What you need to do
Reproduce all of the data below with "innermost_point" renamed to "deepest_point" wherever it occurs and everything else kept the same. Leave the pictures out of your answer.

* START Data section *

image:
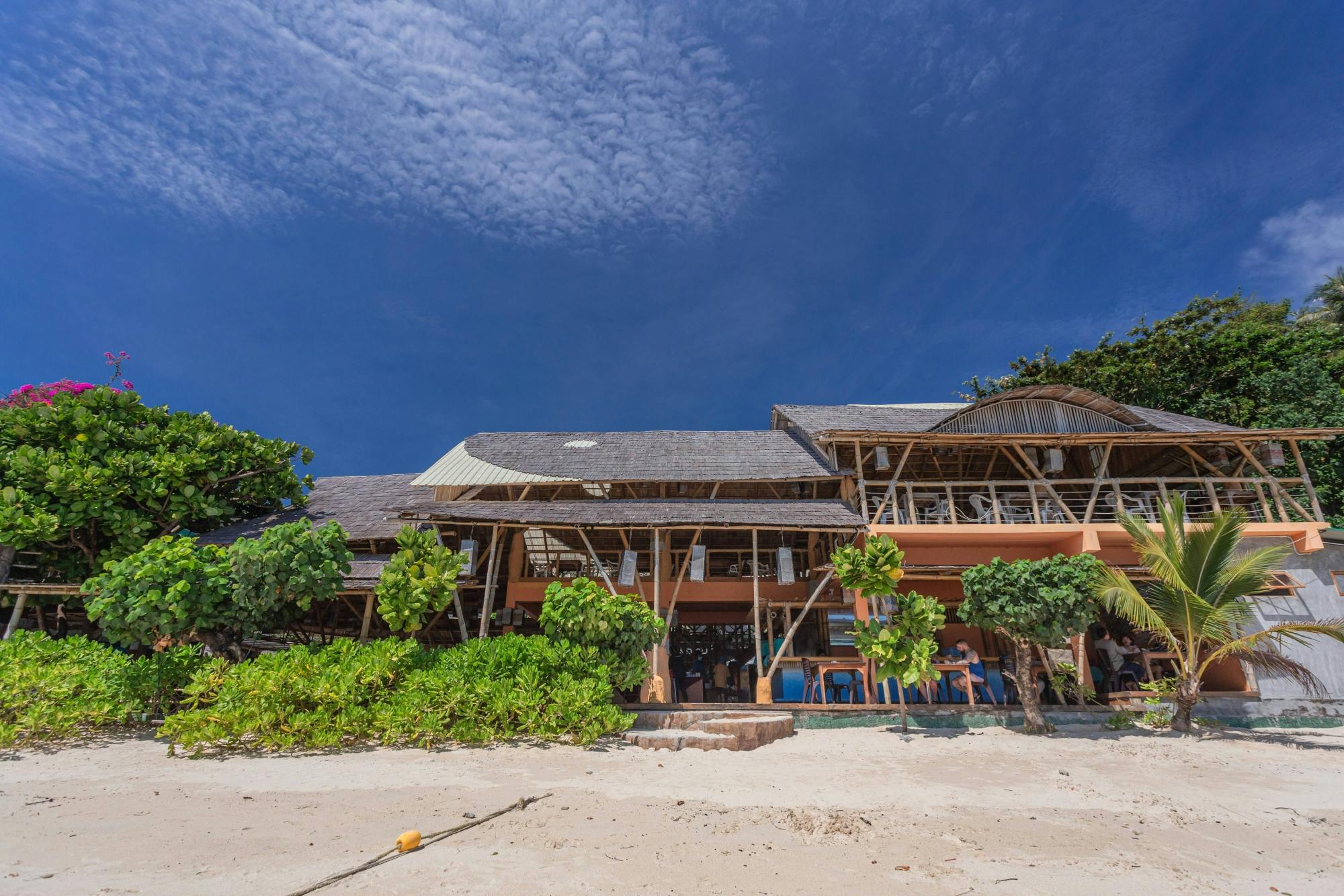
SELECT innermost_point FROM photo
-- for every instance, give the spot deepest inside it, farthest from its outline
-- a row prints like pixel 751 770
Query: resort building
pixel 729 534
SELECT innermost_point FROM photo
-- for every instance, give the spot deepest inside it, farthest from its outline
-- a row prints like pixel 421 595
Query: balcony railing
pixel 1036 502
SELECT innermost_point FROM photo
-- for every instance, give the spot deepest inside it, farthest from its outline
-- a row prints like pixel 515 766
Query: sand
pixel 825 812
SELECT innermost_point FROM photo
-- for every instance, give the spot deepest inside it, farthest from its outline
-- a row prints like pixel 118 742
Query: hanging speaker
pixel 470 568
pixel 630 559
pixel 698 564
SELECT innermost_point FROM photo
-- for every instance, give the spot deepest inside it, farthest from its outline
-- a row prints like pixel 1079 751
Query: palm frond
pixel 1118 593
pixel 1210 551
pixel 1269 660
pixel 1249 574
pixel 1155 551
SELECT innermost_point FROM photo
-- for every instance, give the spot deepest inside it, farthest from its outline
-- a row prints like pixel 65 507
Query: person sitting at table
pixel 975 675
pixel 1107 645
pixel 721 679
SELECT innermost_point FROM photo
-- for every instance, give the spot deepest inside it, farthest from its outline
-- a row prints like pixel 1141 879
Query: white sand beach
pixel 825 812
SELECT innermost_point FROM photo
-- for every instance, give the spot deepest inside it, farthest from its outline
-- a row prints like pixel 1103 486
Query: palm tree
pixel 1330 294
pixel 1201 602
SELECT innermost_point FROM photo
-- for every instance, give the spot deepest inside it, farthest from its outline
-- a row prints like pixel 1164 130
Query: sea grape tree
pixel 420 580
pixel 622 627
pixel 1033 604
pixel 91 475
pixel 901 639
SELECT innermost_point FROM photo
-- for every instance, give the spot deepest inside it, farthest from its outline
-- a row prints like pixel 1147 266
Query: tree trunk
pixel 1187 695
pixel 1034 721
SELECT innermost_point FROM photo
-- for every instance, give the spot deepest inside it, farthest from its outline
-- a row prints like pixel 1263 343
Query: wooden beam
pixel 596 561
pixel 1276 487
pixel 18 612
pixel 788 640
pixel 1101 478
pixel 369 619
pixel 1307 480
pixel 756 596
pixel 490 582
pixel 892 487
pixel 1041 479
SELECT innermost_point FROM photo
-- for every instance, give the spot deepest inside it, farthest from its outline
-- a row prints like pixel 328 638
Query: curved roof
pixel 1089 413
pixel 490 459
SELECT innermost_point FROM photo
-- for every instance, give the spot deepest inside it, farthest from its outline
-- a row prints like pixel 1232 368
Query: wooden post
pixel 1276 488
pixel 596 561
pixel 756 596
pixel 490 581
pixel 369 619
pixel 14 617
pixel 1097 483
pixel 1307 482
pixel 788 639
pixel 892 487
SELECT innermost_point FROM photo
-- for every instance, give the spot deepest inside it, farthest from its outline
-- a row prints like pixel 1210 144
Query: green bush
pixel 396 692
pixel 623 628
pixel 165 590
pixel 278 576
pixel 61 690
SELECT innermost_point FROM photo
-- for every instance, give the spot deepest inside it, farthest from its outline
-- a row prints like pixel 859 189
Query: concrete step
pixel 725 730
pixel 679 740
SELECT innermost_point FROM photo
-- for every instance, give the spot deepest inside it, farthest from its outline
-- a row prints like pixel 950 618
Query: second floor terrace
pixel 1050 456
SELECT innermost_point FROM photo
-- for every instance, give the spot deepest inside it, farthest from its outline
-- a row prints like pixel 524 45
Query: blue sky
pixel 378 228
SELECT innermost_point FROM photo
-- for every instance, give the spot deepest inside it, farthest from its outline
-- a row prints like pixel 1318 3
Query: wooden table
pixel 1155 655
pixel 963 668
pixel 854 668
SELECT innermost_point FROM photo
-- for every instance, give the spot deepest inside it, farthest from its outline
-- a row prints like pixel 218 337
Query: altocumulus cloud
pixel 1302 247
pixel 542 122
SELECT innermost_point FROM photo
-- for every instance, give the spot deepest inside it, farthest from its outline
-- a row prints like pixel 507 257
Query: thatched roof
pixel 667 456
pixel 358 503
pixel 650 512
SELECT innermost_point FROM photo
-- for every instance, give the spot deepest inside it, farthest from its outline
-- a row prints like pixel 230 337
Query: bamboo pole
pixel 18 612
pixel 756 596
pixel 597 562
pixel 788 639
pixel 490 581
pixel 369 619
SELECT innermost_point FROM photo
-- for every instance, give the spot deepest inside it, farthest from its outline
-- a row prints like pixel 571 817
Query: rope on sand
pixel 432 839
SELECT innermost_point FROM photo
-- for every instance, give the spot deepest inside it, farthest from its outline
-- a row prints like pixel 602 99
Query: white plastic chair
pixel 983 508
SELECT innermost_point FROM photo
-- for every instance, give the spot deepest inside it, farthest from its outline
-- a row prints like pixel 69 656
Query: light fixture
pixel 698 564
pixel 628 568
pixel 784 566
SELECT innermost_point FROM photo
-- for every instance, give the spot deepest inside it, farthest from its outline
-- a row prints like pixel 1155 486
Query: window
pixel 1280 601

* END Data section *

Finished answer
image:
SELECT deepest_point FROM photo
-- for every instance, give the spot deepest inside it, farthest from its outline
-- a row prints like pixel 751 770
Query: resort building
pixel 729 534
SELECT deepest_point FROM photo
-- for every instance, give the spot deepest inside it, farthest from its outline
-- a row prints like pixel 421 595
Query: balcony railing
pixel 1036 502
SELECT deepest_point FROM photo
-- for every instance, give the spot deepest inside it, farthest from its outline
-- a row prints like pixel 515 766
Query: sand
pixel 825 812
SELECT deepest_point FROM photo
-- for every instance, give the spot deepest inside it, farthest from its outline
-- a row prints like pixel 118 742
Query: hanging speaker
pixel 470 568
pixel 630 559
pixel 698 564
SELECT deepest_point FROM photo
-- for every instance, give the spot deepest inside it, farthest from its outline
-- a row prints like pixel 1079 751
Query: palm frond
pixel 1118 593
pixel 1210 551
pixel 1269 660
pixel 1249 574
pixel 1155 551
SELECT deepest_point FROM photo
-- for every instance, give the spot deepest inside it, farthest from its outline
-- a row prints like pixel 65 507
Query: person sitting at table
pixel 975 675
pixel 1107 645
pixel 721 679
SELECT deepest_point FROM photo
-- for every instance, give the spot deepest inside it, farthest from its outline
-- a row prints like pixel 1141 879
Query: white sand beach
pixel 825 812
SELECT deepest_point FROM photo
-- for every instance, give the spot deepest inside it, farthest from its outline
-- a row prints like pixel 1103 486
Query: palm tree
pixel 1330 294
pixel 1201 602
SELECT deepest_point FROM photo
-- for every instance, give the spot deepest inside it, farthest from its outline
-- a row prints like pixel 1164 130
Query: sea grape tree
pixel 420 580
pixel 622 627
pixel 1033 604
pixel 91 475
pixel 901 639
SELECT deepest_point FROM photo
-- for every instance, give the spot deepest inside it, farthest from its outline
-- a row prints like pixel 1147 266
Query: tree trunk
pixel 1187 695
pixel 1034 721
SELECT deepest_point FROM photo
-- for every instance, give the spot deepest inside it, farthest from its outline
-- a row prints like pixel 1263 343
Query: wooden beam
pixel 596 561
pixel 1276 487
pixel 18 612
pixel 788 640
pixel 1101 478
pixel 369 619
pixel 1307 480
pixel 756 596
pixel 490 582
pixel 892 487
pixel 1041 479
SELECT deepest_point FROM photo
-- for every instance, give the spot deepest inside it, farthest from its outline
-- a row prints like pixel 328 638
Query: curved roof
pixel 1089 413
pixel 490 459
SELECT deepest_point FROM photo
-- for every instance, give the spot deepest inside it, farthest from its outline
-- a row prints like pixel 1232 368
Query: wooden post
pixel 1276 488
pixel 596 561
pixel 756 596
pixel 490 581
pixel 369 619
pixel 14 617
pixel 1097 483
pixel 1307 482
pixel 788 639
pixel 892 487
SELECT deepest_point FROM photo
-- for every instance, give the spot deepest inside it, farthest from its outline
-- a row prints like pixel 1210 144
Query: green bush
pixel 396 692
pixel 623 628
pixel 165 590
pixel 278 576
pixel 61 690
SELECT deepest_point FROM photo
-- for every instance, give the spot deepest inside it, farthest from its outline
-- a row prints like pixel 859 189
Query: concrete step
pixel 725 730
pixel 679 740
SELECT deepest_point FROM photo
-- for every instance, give the spot deepest inside it, farthest from its outline
-- a row prints like pixel 950 618
Query: second floor terrace
pixel 1050 456
SELECT deepest_point FROM photo
-- for every instance, give the spot deepest inside it, farthest from its outline
-- a row prints like pixel 524 45
Query: blue sky
pixel 378 228
SELECT deepest_point FROM photo
-- for every instance, give the spot deepest inside it, farthest from its outline
-- a row prints like pixel 1318 3
Query: wooden table
pixel 1155 655
pixel 963 668
pixel 854 668
SELECT deepest_point FROM photo
-- for every instance, give the spot deepest inside it, farthest from its outline
-- a row prints like pixel 218 337
Query: altocumulus cloud
pixel 1302 247
pixel 542 122
SELECT deepest_point FROM photo
-- for every instance, give the spot deepest inside it, farthest from its outline
-- a row prints like pixel 507 257
Query: thatched roof
pixel 667 456
pixel 358 503
pixel 650 512
SELECT deepest_point FROM photo
-- for every instance, give the spot deepest inside it, farthest from its outline
-- a row prints like pixel 230 337
Query: bamboo pole
pixel 18 612
pixel 756 596
pixel 597 562
pixel 788 639
pixel 490 581
pixel 369 619
SELECT deepest_point FROM photo
-- for every instance, give the spot deepest inside it, farthest from its outline
-- a row prints like pixel 571 817
Query: rope on sand
pixel 432 839
SELECT deepest_point FROM photo
-- for every instance, give the spot deepest inside it, farthest from its outline
-- a row prints like pixel 602 99
Query: white plastic chair
pixel 983 508
SELECT deepest_point FROM photo
-- for every instance, give the spot deepest inside it, farthest from its outline
-- a row prints like pixel 69 656
Query: light fixture
pixel 698 564
pixel 628 568
pixel 784 566
SELECT deepest_point FROM photo
-- for every instance, give the spot deepest inside it, farthest from its outline
-- a row prints like pixel 1155 486
Query: window
pixel 1280 601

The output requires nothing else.